#### [What you are asked to do]
Reproduce exactly the lines from the one containing "Tag a single point on each instance of the bicycle front" through the last line of the data, both ends included.

--------------------

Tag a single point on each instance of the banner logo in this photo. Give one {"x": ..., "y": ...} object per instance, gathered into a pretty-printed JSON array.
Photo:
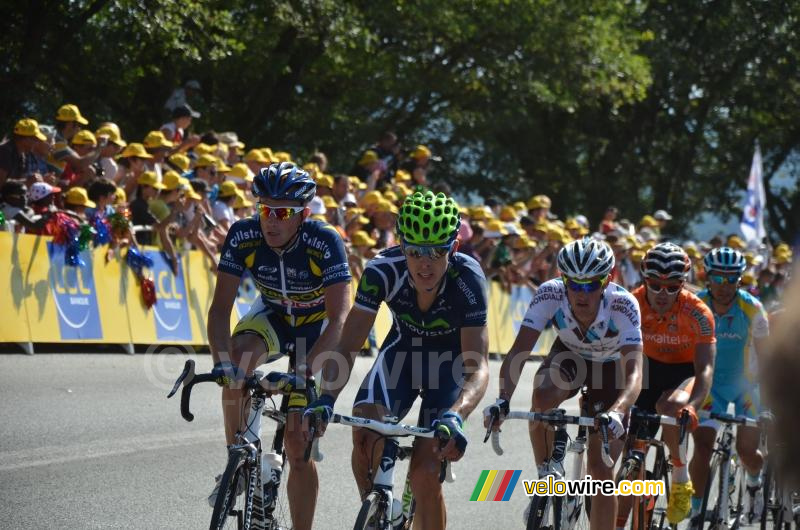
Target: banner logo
[
  {"x": 494, "y": 485},
  {"x": 171, "y": 309},
  {"x": 74, "y": 295}
]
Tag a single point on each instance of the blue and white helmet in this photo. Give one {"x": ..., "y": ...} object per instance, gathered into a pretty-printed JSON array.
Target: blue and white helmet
[
  {"x": 284, "y": 181},
  {"x": 724, "y": 259},
  {"x": 585, "y": 258}
]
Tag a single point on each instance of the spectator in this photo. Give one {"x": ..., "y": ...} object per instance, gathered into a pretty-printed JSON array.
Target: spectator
[
  {"x": 106, "y": 166},
  {"x": 175, "y": 131},
  {"x": 68, "y": 124},
  {"x": 539, "y": 208},
  {"x": 190, "y": 91},
  {"x": 15, "y": 154},
  {"x": 147, "y": 188},
  {"x": 158, "y": 147},
  {"x": 132, "y": 163},
  {"x": 102, "y": 192},
  {"x": 76, "y": 201},
  {"x": 223, "y": 206}
]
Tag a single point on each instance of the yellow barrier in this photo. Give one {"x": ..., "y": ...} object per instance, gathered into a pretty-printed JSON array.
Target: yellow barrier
[{"x": 100, "y": 301}]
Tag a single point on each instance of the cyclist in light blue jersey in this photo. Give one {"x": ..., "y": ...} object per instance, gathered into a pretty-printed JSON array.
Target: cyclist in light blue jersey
[{"x": 741, "y": 328}]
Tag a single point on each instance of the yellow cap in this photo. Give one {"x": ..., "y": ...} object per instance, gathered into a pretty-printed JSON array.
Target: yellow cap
[
  {"x": 156, "y": 140},
  {"x": 362, "y": 239},
  {"x": 111, "y": 131},
  {"x": 241, "y": 171},
  {"x": 78, "y": 197},
  {"x": 71, "y": 113},
  {"x": 228, "y": 189},
  {"x": 172, "y": 180},
  {"x": 241, "y": 202},
  {"x": 149, "y": 178},
  {"x": 401, "y": 175},
  {"x": 181, "y": 161},
  {"x": 539, "y": 201},
  {"x": 136, "y": 150},
  {"x": 29, "y": 127},
  {"x": 84, "y": 137},
  {"x": 369, "y": 157},
  {"x": 420, "y": 152},
  {"x": 256, "y": 155},
  {"x": 206, "y": 161},
  {"x": 329, "y": 202},
  {"x": 325, "y": 181}
]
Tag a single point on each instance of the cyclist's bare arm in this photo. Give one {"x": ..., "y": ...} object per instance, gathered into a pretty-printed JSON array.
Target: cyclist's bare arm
[
  {"x": 337, "y": 304},
  {"x": 475, "y": 351},
  {"x": 703, "y": 373},
  {"x": 632, "y": 361},
  {"x": 514, "y": 361},
  {"x": 219, "y": 314},
  {"x": 336, "y": 371}
]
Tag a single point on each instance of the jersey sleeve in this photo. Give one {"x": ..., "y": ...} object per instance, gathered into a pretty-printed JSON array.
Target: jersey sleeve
[
  {"x": 230, "y": 260},
  {"x": 545, "y": 302},
  {"x": 626, "y": 315},
  {"x": 760, "y": 323},
  {"x": 334, "y": 264},
  {"x": 372, "y": 289},
  {"x": 472, "y": 285},
  {"x": 703, "y": 323}
]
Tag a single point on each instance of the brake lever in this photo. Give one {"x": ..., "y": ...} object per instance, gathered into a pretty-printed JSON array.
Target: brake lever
[{"x": 188, "y": 373}]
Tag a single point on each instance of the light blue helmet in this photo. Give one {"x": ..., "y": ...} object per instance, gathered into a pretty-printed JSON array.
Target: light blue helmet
[{"x": 724, "y": 259}]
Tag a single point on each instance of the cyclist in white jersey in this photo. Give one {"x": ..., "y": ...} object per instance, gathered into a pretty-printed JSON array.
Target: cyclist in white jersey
[{"x": 599, "y": 345}]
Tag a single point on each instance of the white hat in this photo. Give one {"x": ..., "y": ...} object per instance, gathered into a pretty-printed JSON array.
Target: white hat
[
  {"x": 662, "y": 215},
  {"x": 317, "y": 206}
]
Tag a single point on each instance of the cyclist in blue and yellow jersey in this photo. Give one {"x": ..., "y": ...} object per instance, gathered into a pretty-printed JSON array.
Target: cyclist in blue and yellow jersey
[
  {"x": 300, "y": 268},
  {"x": 742, "y": 328},
  {"x": 437, "y": 347},
  {"x": 599, "y": 346}
]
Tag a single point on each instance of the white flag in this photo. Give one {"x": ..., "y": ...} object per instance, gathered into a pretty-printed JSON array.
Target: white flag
[{"x": 752, "y": 225}]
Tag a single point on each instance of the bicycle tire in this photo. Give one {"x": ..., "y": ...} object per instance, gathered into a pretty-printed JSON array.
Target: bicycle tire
[
  {"x": 545, "y": 513},
  {"x": 227, "y": 499},
  {"x": 711, "y": 494},
  {"x": 371, "y": 509}
]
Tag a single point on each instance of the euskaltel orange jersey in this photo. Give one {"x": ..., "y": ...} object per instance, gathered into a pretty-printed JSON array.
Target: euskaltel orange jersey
[{"x": 673, "y": 337}]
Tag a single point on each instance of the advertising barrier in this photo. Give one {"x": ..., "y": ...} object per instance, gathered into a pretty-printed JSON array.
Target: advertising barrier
[{"x": 46, "y": 301}]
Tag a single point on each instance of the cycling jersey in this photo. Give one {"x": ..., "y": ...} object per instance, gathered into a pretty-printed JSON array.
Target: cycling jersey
[
  {"x": 292, "y": 282},
  {"x": 616, "y": 324},
  {"x": 735, "y": 330},
  {"x": 673, "y": 337},
  {"x": 421, "y": 353}
]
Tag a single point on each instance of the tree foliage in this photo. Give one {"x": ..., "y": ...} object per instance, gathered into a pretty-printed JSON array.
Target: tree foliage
[{"x": 645, "y": 104}]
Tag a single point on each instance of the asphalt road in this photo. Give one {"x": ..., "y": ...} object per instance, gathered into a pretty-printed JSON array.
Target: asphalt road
[{"x": 90, "y": 441}]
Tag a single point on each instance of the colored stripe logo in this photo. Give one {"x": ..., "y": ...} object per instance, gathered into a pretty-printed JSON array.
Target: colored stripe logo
[{"x": 494, "y": 485}]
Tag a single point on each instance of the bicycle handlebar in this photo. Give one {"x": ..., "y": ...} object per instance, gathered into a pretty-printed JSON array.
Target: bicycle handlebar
[{"x": 552, "y": 417}]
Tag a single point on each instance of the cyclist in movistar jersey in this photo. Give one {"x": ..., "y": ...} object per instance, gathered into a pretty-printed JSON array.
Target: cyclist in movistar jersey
[
  {"x": 437, "y": 348},
  {"x": 599, "y": 345},
  {"x": 742, "y": 328},
  {"x": 679, "y": 347},
  {"x": 300, "y": 268}
]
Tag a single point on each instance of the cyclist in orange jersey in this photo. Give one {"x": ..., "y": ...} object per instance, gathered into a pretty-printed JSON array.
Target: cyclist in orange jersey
[{"x": 679, "y": 348}]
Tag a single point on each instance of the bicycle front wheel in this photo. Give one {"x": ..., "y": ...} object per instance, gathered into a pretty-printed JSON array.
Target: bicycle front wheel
[
  {"x": 373, "y": 513},
  {"x": 231, "y": 509}
]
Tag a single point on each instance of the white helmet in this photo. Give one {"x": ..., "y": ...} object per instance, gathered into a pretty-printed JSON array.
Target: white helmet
[{"x": 585, "y": 258}]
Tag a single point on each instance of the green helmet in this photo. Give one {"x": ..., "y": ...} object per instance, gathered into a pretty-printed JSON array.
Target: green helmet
[{"x": 428, "y": 219}]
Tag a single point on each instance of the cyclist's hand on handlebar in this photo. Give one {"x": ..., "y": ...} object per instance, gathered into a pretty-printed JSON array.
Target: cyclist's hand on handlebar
[
  {"x": 450, "y": 425},
  {"x": 228, "y": 374},
  {"x": 497, "y": 412},
  {"x": 318, "y": 414},
  {"x": 693, "y": 420},
  {"x": 615, "y": 426}
]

--------------------

#### [Exercise result]
Tag a single point on each instance of the bicycle front wheel in this photo. Give one {"x": ..., "y": ...} object per instance, gathered into a pretty-printed JSON array.
Target: bicycle front wheel
[
  {"x": 373, "y": 513},
  {"x": 231, "y": 509}
]
Tag a single point on each instance of the white helmet in this photo. Give one {"x": ..., "y": ...} object per instance, gathered into a pretty-printed JSON array.
Target: white helmet
[{"x": 585, "y": 258}]
Tag a single point on each instance of the green helmet in this photo. Give one {"x": ..., "y": ...} object per instance, gathered into a pretty-printed JSON array.
Target: green helmet
[{"x": 428, "y": 219}]
Tag a single point on each instance of the cyclist's hand on handlebar in this photo. Give one {"x": ..., "y": ...} object per instance, gathered into a pretty-printed JSON array.
Target: cyclist's hand on handlebar
[
  {"x": 450, "y": 425},
  {"x": 228, "y": 374},
  {"x": 497, "y": 412},
  {"x": 318, "y": 414},
  {"x": 693, "y": 420},
  {"x": 615, "y": 426}
]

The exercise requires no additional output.